### Input data

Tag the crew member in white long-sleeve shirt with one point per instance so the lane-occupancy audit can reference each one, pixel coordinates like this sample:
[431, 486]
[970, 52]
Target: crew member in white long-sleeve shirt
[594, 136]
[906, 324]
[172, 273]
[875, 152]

### Directions for this task
Output every record without changing any wording.

### Response to the task
Tag the crew member in white long-sleeve shirt with one point per instance so the lane-occupancy audit can reference each one, pixel coordinates like this sample:
[431, 486]
[970, 52]
Target: crew member in white long-sleeve shirt
[594, 136]
[906, 324]
[172, 273]
[875, 152]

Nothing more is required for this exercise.